### ACTIVITY
Print every record word for word.

[Spatial localization data]
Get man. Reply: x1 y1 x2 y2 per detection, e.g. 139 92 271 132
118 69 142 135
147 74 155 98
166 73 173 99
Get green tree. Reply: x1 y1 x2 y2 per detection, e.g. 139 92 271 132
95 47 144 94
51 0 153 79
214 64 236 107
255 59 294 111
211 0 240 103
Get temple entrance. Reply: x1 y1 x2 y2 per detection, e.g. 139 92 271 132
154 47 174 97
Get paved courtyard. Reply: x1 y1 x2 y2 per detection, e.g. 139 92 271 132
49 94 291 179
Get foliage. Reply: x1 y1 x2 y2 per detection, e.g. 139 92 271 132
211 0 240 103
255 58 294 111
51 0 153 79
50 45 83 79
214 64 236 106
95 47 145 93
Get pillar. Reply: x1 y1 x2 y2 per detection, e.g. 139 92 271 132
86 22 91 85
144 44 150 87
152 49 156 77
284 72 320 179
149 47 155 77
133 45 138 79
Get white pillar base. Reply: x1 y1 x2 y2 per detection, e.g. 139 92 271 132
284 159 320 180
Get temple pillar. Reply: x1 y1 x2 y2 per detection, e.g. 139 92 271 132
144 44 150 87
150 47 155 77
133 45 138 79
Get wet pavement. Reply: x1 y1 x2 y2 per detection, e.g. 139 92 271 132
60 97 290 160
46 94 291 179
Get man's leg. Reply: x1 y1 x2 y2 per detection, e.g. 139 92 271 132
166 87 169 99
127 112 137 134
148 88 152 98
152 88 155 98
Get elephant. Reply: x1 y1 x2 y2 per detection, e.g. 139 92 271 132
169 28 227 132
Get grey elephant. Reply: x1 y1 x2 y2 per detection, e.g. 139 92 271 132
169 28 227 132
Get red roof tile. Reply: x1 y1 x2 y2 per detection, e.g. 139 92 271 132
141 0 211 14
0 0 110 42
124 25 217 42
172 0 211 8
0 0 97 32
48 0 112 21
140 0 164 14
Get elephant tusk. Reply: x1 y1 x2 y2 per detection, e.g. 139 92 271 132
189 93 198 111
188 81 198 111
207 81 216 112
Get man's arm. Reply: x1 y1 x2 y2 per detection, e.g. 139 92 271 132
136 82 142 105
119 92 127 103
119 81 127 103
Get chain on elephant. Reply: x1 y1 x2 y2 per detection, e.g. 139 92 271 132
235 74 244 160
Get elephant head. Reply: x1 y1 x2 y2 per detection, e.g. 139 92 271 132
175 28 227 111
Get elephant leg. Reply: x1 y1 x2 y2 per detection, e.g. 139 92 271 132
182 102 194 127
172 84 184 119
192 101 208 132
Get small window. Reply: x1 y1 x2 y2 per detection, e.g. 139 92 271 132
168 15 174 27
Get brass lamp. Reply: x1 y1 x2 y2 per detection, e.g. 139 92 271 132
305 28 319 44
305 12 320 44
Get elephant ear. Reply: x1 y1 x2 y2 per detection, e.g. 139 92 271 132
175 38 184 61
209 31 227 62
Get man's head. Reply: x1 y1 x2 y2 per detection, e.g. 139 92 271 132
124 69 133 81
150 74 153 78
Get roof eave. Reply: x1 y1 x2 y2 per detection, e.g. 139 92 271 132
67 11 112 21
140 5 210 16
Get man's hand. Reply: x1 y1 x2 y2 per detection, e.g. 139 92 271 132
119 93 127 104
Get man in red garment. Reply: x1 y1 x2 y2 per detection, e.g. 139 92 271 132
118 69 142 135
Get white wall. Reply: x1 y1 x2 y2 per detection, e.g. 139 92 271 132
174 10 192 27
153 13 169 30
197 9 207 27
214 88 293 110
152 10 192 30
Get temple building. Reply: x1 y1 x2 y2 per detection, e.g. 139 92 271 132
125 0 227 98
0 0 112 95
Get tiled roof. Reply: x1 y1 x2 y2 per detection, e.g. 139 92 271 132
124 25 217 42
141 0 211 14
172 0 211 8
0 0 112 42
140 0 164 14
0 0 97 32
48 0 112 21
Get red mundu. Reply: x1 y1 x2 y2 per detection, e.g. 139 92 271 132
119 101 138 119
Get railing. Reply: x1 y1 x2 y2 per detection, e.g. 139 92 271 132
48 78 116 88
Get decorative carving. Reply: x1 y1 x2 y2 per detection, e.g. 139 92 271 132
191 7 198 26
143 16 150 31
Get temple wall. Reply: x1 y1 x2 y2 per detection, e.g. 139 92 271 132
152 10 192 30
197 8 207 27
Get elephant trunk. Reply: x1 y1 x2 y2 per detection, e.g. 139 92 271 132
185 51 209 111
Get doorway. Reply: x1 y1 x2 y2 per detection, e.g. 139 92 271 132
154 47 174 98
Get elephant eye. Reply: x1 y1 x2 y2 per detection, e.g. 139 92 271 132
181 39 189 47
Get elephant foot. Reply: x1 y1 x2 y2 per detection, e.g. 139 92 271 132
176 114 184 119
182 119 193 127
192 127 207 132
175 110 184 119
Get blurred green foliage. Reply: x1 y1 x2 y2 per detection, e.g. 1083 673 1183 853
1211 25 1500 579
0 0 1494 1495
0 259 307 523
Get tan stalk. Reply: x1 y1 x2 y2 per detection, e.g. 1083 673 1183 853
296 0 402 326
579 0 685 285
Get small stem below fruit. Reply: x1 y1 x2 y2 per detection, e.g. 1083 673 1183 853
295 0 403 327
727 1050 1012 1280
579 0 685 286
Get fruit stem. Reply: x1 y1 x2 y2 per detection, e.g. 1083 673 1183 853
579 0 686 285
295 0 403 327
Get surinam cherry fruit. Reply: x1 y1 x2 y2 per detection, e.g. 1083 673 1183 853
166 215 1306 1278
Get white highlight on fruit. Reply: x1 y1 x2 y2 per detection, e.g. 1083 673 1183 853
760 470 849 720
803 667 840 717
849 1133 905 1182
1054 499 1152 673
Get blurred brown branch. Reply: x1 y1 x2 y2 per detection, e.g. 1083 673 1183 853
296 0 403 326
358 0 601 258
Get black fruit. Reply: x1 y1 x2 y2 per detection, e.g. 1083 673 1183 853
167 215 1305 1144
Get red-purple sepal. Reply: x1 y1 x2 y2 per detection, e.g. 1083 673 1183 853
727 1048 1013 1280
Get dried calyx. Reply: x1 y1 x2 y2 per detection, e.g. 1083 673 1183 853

### ANSWER FOR THIS EXERCISE
Get man. Reply: x1 y1 x2 y2 per detection, e.g. 139 92 271 132
118 69 142 135
147 74 155 98
166 73 173 99
Get green tree. Reply: x1 y1 x2 y2 per detection, e.g. 139 92 271 132
95 47 144 94
51 0 153 79
214 64 236 107
255 59 294 111
211 0 240 103
Get temple entrance. Reply: x1 y1 x2 y2 per detection, e.g. 139 92 271 132
154 47 174 97
Get paved courtyard. Reply: x1 y1 x2 y2 per detection, e.g. 139 92 271 132
49 94 291 179
Get foliage. Reply: x1 y1 x2 y2 per detection, e.g. 139 92 271 132
211 0 240 103
255 58 294 111
51 0 153 79
50 45 83 79
214 64 236 106
95 47 145 93
Get pillar. Reply: x1 y1 x2 y2 per detection, e.g. 139 92 271 132
86 22 91 85
144 44 150 87
152 49 156 77
284 72 320 179
149 47 155 77
133 45 138 79
Get white pillar base. Reply: x1 y1 x2 y2 per detection, e.g. 139 92 271 132
284 159 320 180
Get temple pillar. Reply: x1 y1 x2 y2 per detection, e.g. 139 92 271 132
144 44 150 87
150 47 155 77
133 45 138 79
Get wet pavement. Reply: x1 y1 x2 y2 per detection, e.g. 139 92 271 132
60 97 290 160
46 94 291 179
Get man's leg. Reply: x1 y1 x2 y2 per detection, e.g. 139 92 271 132
166 87 169 99
127 112 137 134
148 88 152 98
152 88 155 98
Get elephant. Reply: x1 y1 x2 y2 per detection, e.g. 139 92 271 132
169 28 227 132
Get grey elephant. Reply: x1 y1 x2 y2 per detection, e.g. 139 92 271 132
169 28 227 132
Get red roof tile. Reply: x1 y1 x2 y2 per detection, e.g. 139 92 271 132
141 0 211 14
0 0 110 42
124 25 217 42
172 0 211 8
0 0 97 32
48 0 112 21
140 0 164 14
Get elephant tusk. Reply: x1 y1 x2 y2 per detection, e.g. 139 92 271 132
189 93 198 111
188 81 198 111
207 81 216 112
Get man's arm. Reply: x1 y1 x2 y2 per detection, e.g. 139 92 271 132
136 82 142 105
119 92 127 103
119 81 127 103
Get chain on elephant. Reply: x1 y1 x2 y2 per detection, e.g. 139 92 271 132
235 74 244 160
Get elephant head. Reply: x1 y1 x2 y2 per detection, e.g. 139 92 271 132
175 28 227 111
Get elephant leg. Reply: x1 y1 x2 y2 per detection, e.g. 139 92 271 132
182 102 194 127
172 84 184 119
192 101 208 132
Get small window. Reply: x1 y1 x2 y2 per detection, e.g. 139 92 271 132
168 15 174 27
Get brass lamp. Reply: x1 y1 x2 y2 per detection, e.g. 139 92 271 132
305 28 319 44
305 12 320 44
Get elephant ear. Reply: x1 y1 x2 y2 per detection, e.g. 139 92 271 132
175 38 184 61
209 31 227 62
Get man's head. Reply: x1 y1 x2 y2 per detection, e.g. 139 92 271 132
124 69 133 81
150 74 153 78
Get roof eave. Reply: x1 y1 x2 y2 per detection, e.g. 139 92 271 132
67 11 112 21
140 5 210 16
Get man's hand. Reply: x1 y1 x2 y2 per detection, e.g. 139 92 271 132
119 93 127 104
Get man in red garment. Reply: x1 y1 x2 y2 per detection, e.g. 139 92 271 132
118 69 142 135
Get white wall. Reply: x1 y1 x2 y2 per detection, e.g. 139 92 271 132
174 10 192 27
153 13 169 30
197 9 207 27
214 88 293 110
152 10 192 30
Get temple building. Reply: x1 y1 x2 y2 per detection, e.g. 139 92 271 132
125 0 227 98
0 0 112 95
Get tiled roof. Reply: x1 y1 x2 y2 per detection, e.g. 139 92 271 132
124 25 217 42
141 0 211 14
172 0 211 8
0 0 112 42
140 0 164 14
0 0 97 32
48 0 112 21
Get red mundu. Reply: x1 y1 x2 y2 per detection, e.g. 139 92 271 132
119 101 138 119
Get railing. Reply: x1 y1 x2 y2 per detection, e.g. 139 92 271 132
48 78 116 88
Get decorative carving. Reply: x1 y1 x2 y2 per detection, e.g. 139 92 271 132
191 7 198 26
143 16 150 31
Get temple wall. Reply: x1 y1 x2 y2 per detection, e.g. 139 92 271 132
152 10 192 30
197 8 207 27
Get elephant trunk. Reply: x1 y1 x2 y2 per detection, e.g. 139 92 271 132
185 51 209 111
Get doorway. Reply: x1 y1 x2 y2 per detection, e.g. 139 92 271 132
154 47 174 98
Get elephant eye. Reply: x1 y1 x2 y2 per detection, e.g. 139 92 271 132
181 39 189 47
Get elephant foot. Reply: x1 y1 x2 y2 per detection, e.g. 139 92 271 132
176 114 184 119
182 119 193 127
192 127 207 132
175 110 184 119
Get blurred green foliage. Reply: x1 y1 x2 y2 per detection, e.g. 1083 673 1183 853
1211 25 1500 579
0 0 1494 1495
0 259 307 523
Get tan stalk. Reply: x1 y1 x2 y2 per detection, e.g. 1083 673 1183 853
296 0 402 326
579 0 685 285
Get small stem below fruit. Reply: x1 y1 x2 y2 per detection, e.g. 1083 673 1183 853
295 0 403 327
727 1050 1012 1280
579 0 685 286
Get fruit stem. Reply: x1 y1 x2 y2 per detection, e.g. 1083 673 1183 853
579 0 686 285
295 0 403 327
Get surinam cherry fruit. Reply: x1 y1 x2 y2 per detection, e.g. 1083 673 1183 853
166 215 1306 1278
Get white highlight on fruit. Reply: x1 y1 x2 y2 per detection, e.g. 1083 673 1183 853
760 470 849 720
803 667 840 717
849 1133 905 1182
1054 499 1152 673
Get blurred brown branch. Reply: x1 y1 x2 y2 per detection, e.g. 1083 673 1183 853
296 0 403 326
358 0 601 258
Get black fruit. Reply: x1 y1 x2 y2 per detection, e.g. 1083 673 1183 853
167 215 1305 1144
Get red-purple sepal. Reply: x1 y1 x2 y2 per detection, e.g. 1083 673 1183 853
727 1048 1013 1280
Get dried calyx. Reply: x1 y1 x2 y2 per detection, e.g. 1083 673 1183 853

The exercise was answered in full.